### Material provided
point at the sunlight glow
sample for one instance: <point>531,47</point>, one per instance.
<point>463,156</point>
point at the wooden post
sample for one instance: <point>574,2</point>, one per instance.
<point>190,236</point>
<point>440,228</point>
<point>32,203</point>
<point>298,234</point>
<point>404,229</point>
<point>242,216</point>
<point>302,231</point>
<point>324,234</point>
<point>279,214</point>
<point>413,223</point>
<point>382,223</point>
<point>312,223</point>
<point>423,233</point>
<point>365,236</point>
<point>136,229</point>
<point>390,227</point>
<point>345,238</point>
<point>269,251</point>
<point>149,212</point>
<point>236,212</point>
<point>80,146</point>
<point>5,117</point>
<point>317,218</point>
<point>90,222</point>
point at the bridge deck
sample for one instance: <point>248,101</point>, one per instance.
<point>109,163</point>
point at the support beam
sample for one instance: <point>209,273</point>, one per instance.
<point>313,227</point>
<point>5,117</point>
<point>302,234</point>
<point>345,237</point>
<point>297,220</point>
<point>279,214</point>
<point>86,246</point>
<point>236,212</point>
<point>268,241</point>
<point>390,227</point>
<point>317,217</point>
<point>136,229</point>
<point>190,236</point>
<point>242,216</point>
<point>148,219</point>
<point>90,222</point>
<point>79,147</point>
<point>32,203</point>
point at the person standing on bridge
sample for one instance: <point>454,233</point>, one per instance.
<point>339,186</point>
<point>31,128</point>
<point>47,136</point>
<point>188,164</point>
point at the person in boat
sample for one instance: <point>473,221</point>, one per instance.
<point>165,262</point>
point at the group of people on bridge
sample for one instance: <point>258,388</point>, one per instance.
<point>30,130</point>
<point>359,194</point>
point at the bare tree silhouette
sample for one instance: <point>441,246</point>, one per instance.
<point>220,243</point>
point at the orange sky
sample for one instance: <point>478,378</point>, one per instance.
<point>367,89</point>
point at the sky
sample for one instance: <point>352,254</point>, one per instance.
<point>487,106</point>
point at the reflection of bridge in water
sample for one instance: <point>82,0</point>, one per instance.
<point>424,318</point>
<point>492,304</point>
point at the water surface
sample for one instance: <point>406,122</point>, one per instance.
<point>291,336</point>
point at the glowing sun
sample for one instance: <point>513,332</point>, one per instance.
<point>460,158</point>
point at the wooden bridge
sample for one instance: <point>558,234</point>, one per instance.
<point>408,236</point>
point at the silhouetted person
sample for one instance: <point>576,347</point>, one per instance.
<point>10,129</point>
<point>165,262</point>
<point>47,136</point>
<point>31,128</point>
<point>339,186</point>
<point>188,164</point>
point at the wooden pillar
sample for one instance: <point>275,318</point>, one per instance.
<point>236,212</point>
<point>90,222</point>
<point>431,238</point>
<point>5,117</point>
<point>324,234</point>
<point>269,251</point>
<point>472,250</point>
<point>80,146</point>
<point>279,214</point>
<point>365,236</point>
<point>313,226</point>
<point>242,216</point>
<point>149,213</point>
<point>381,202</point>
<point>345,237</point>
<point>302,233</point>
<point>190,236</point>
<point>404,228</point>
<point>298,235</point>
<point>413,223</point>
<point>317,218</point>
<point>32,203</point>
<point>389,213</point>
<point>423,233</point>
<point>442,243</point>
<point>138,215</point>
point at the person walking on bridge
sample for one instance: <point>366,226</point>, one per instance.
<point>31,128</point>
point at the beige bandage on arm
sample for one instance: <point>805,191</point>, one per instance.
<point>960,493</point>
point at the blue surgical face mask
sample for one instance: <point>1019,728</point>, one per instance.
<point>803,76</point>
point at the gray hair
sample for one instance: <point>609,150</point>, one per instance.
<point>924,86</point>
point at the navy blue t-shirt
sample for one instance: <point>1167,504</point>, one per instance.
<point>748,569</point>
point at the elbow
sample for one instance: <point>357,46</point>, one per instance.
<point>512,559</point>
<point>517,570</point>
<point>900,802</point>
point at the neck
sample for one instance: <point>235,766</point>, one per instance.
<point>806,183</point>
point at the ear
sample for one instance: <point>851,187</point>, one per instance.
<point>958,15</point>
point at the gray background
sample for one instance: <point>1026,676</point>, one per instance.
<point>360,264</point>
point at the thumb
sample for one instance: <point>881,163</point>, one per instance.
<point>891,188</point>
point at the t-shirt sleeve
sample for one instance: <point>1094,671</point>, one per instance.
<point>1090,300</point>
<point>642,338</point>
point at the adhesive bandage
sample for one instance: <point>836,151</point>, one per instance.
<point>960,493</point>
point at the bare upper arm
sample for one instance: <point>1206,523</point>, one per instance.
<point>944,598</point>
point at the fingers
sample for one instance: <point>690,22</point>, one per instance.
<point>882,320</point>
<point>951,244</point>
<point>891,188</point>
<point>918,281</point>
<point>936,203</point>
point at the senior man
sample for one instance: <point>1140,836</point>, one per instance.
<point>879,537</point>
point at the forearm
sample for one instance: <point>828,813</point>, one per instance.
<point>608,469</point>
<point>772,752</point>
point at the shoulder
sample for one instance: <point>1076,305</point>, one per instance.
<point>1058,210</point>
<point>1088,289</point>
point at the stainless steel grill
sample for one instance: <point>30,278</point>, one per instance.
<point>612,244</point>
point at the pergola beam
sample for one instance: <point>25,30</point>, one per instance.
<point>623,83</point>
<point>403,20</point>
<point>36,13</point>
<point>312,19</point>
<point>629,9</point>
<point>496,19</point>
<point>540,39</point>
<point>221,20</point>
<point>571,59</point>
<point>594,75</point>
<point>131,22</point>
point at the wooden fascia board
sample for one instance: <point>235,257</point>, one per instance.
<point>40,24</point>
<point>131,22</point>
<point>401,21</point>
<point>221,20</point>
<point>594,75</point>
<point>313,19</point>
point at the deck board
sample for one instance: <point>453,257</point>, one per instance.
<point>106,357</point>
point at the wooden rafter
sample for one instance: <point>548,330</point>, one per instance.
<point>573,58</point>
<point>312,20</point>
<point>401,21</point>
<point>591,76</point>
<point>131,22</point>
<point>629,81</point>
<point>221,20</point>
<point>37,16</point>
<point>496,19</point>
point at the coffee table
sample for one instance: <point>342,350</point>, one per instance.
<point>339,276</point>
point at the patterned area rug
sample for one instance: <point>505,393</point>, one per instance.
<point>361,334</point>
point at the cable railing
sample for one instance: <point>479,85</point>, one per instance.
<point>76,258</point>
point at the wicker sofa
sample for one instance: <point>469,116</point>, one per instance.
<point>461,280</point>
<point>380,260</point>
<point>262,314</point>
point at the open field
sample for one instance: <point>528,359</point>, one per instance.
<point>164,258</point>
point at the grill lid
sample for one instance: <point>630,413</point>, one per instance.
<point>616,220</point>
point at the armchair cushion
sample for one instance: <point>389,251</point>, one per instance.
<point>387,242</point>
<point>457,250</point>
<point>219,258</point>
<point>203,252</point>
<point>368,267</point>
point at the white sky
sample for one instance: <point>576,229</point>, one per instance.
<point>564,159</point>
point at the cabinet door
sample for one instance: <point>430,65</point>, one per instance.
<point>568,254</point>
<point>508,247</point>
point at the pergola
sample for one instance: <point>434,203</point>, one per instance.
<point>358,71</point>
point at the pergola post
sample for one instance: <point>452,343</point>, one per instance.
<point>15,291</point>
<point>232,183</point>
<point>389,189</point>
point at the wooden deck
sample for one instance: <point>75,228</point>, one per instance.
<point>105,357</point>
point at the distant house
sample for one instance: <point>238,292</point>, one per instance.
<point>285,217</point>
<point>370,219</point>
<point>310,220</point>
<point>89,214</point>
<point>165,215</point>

### Problem description
The records above should be reproduced in full, exactly as they read.

### Solution to this exercise
point at the sunlight glow
sample for one instance: <point>531,47</point>, one per instance.
<point>463,156</point>
point at the wooden post
sample for one instance: <point>574,2</point>, one per instance.
<point>190,236</point>
<point>440,228</point>
<point>32,203</point>
<point>298,234</point>
<point>404,229</point>
<point>242,216</point>
<point>302,231</point>
<point>324,234</point>
<point>279,214</point>
<point>413,223</point>
<point>382,223</point>
<point>312,223</point>
<point>423,233</point>
<point>365,236</point>
<point>136,229</point>
<point>390,227</point>
<point>345,238</point>
<point>269,251</point>
<point>149,212</point>
<point>236,212</point>
<point>80,146</point>
<point>5,117</point>
<point>317,218</point>
<point>90,222</point>
point at the bridge deck
sample for one instance: <point>248,101</point>, one per instance.
<point>109,163</point>
point at the support beam
sample for one instance: <point>209,273</point>, one per instance.
<point>313,227</point>
<point>5,117</point>
<point>302,234</point>
<point>345,237</point>
<point>297,220</point>
<point>279,214</point>
<point>86,246</point>
<point>236,212</point>
<point>268,241</point>
<point>390,227</point>
<point>317,217</point>
<point>136,229</point>
<point>190,236</point>
<point>242,216</point>
<point>148,219</point>
<point>90,222</point>
<point>79,147</point>
<point>32,203</point>
point at the person standing on bridge
sample for one instance: <point>454,233</point>, one per instance.
<point>339,186</point>
<point>31,128</point>
<point>47,136</point>
<point>188,164</point>
point at the person in boat
sample for one instance: <point>473,221</point>, one per instance.
<point>165,262</point>
point at the group of people on bridge
sample for one instance: <point>258,388</point>, one per instance.
<point>30,130</point>
<point>359,194</point>
point at the bare tree silhouette
sample for one instance: <point>441,246</point>, one per instance.
<point>220,243</point>
point at the orange sky
sample for one instance: <point>478,378</point>, one per instance.
<point>367,89</point>
point at the sky
sample for one instance: <point>352,254</point>, one per instance.
<point>487,106</point>
point at the reflection of bridge in water
sample for one instance: <point>82,0</point>, one per instance.
<point>424,318</point>
<point>492,304</point>
point at the water surface
sample for one instance: <point>406,122</point>, one per instance.
<point>291,336</point>
point at the glowing sun
sample for one instance: <point>513,332</point>, one per instance.
<point>460,158</point>
point at the wooden bridge
sample for one instance: <point>558,234</point>, one per instance.
<point>408,236</point>
point at the silhouetted person
sample for one instance: <point>576,347</point>, one per instance.
<point>10,129</point>
<point>165,262</point>
<point>47,136</point>
<point>31,128</point>
<point>339,186</point>
<point>188,164</point>
point at the wooden pillar
sample for one instance: <point>275,318</point>, one per instance.
<point>236,212</point>
<point>90,222</point>
<point>431,238</point>
<point>5,117</point>
<point>324,234</point>
<point>269,251</point>
<point>472,250</point>
<point>80,146</point>
<point>279,214</point>
<point>365,236</point>
<point>313,226</point>
<point>242,216</point>
<point>149,213</point>
<point>381,202</point>
<point>345,237</point>
<point>302,233</point>
<point>190,236</point>
<point>404,228</point>
<point>298,235</point>
<point>413,223</point>
<point>317,218</point>
<point>32,203</point>
<point>389,213</point>
<point>423,233</point>
<point>442,243</point>
<point>138,215</point>
point at the person walking on bridge
sample for one instance: <point>366,226</point>, one per instance.
<point>31,128</point>
point at the beige bandage on arm
sample for one instance: <point>805,191</point>, one per instance.
<point>960,493</point>
point at the blue surgical face mask
sample for one instance: <point>1019,728</point>, one per instance.
<point>803,76</point>
point at the gray hair
sample for one instance: <point>609,150</point>, one per instance.
<point>924,86</point>
point at the navy blue t-shirt
sample for one instance: <point>1167,504</point>, one per instance.
<point>748,569</point>
point at the elbow
sample for one instance: <point>357,46</point>, one per instance.
<point>512,559</point>
<point>517,570</point>
<point>900,802</point>
point at the neck
sample for one instance: <point>235,766</point>, one per instance.
<point>806,183</point>
point at the ear
sample for one instance: <point>851,187</point>, one per instance.
<point>958,15</point>
point at the gray background
sample for one instance: <point>1026,676</point>, one per instance.
<point>360,264</point>
point at the thumb
sample for one instance: <point>881,163</point>, one per instance.
<point>891,188</point>
point at the t-shirt sleeve
sample for one instance: <point>1094,671</point>, one per instance.
<point>1090,300</point>
<point>642,338</point>
point at the adhesive bandage
sample for one instance: <point>836,151</point>, one per instance.
<point>960,493</point>
point at the bare upper arm
sample for one instance: <point>1206,523</point>, one per instance.
<point>944,598</point>
point at the fingers
sample for one instance: <point>690,22</point>, one per instance.
<point>882,320</point>
<point>951,244</point>
<point>891,188</point>
<point>918,281</point>
<point>936,203</point>
point at the senior man
sample for one instance: <point>1140,836</point>, one per instance.
<point>879,537</point>
point at the forearm
sample for one instance: <point>828,813</point>, one per instance.
<point>608,469</point>
<point>772,752</point>
point at the shoulder
sample for one instance: <point>1076,305</point>, one per instance.
<point>1058,210</point>
<point>1088,289</point>
point at the stainless steel grill
sample for one instance: <point>30,278</point>, one per instance.
<point>612,244</point>
point at the pergola beam
sample for one instance: <point>25,30</point>, one per instance.
<point>623,83</point>
<point>403,20</point>
<point>36,13</point>
<point>312,19</point>
<point>629,9</point>
<point>496,19</point>
<point>540,39</point>
<point>221,20</point>
<point>571,59</point>
<point>594,75</point>
<point>131,22</point>
point at the wooden fascia board
sample for one instance: <point>235,257</point>, one per instance.
<point>40,24</point>
<point>131,22</point>
<point>401,21</point>
<point>221,20</point>
<point>594,75</point>
<point>313,19</point>
point at the deck board
sample for one instance: <point>453,257</point>, one per instance.
<point>106,357</point>
point at the wooden rafter
sample for one instance: <point>548,330</point>, one per instance.
<point>573,58</point>
<point>312,20</point>
<point>401,21</point>
<point>591,76</point>
<point>131,22</point>
<point>629,81</point>
<point>221,20</point>
<point>37,16</point>
<point>496,19</point>
point at the coffee table
sample for one instance: <point>342,350</point>, one per instance.
<point>339,276</point>
point at the patterned area rug
sample for one instance: <point>505,393</point>, one per instance.
<point>361,334</point>
point at the cable railing
sample for one instance: <point>479,85</point>, one per instance.
<point>76,258</point>
point at the wicker sofa
sample for one instance: <point>469,116</point>, one per instance.
<point>461,280</point>
<point>380,260</point>
<point>262,314</point>
point at the open field
sample for one instance: <point>528,359</point>, one per instance.
<point>164,258</point>
point at the grill lid
sample for one instance: <point>630,413</point>, one per instance.
<point>616,220</point>
point at the armchair cushion
sample for one instance: <point>389,251</point>, one per instance.
<point>387,242</point>
<point>457,250</point>
<point>219,258</point>
<point>203,252</point>
<point>368,267</point>
point at the white sky
sample for one instance: <point>576,229</point>, one per instance.
<point>564,159</point>
point at the cabinet door
sample for one instance: <point>430,65</point>, one per instance.
<point>568,254</point>
<point>508,247</point>
point at the pergola
sample for one instance: <point>434,203</point>, one per instance.
<point>358,71</point>
point at the pergola post
sample for one instance: <point>452,343</point>, one per instance.
<point>15,291</point>
<point>232,183</point>
<point>389,189</point>
point at the wooden deck
sample for one instance: <point>75,228</point>, one per instance.
<point>105,357</point>
point at the distant house
sample for one instance: <point>238,292</point>, one per instance.
<point>285,217</point>
<point>370,219</point>
<point>310,220</point>
<point>89,214</point>
<point>165,215</point>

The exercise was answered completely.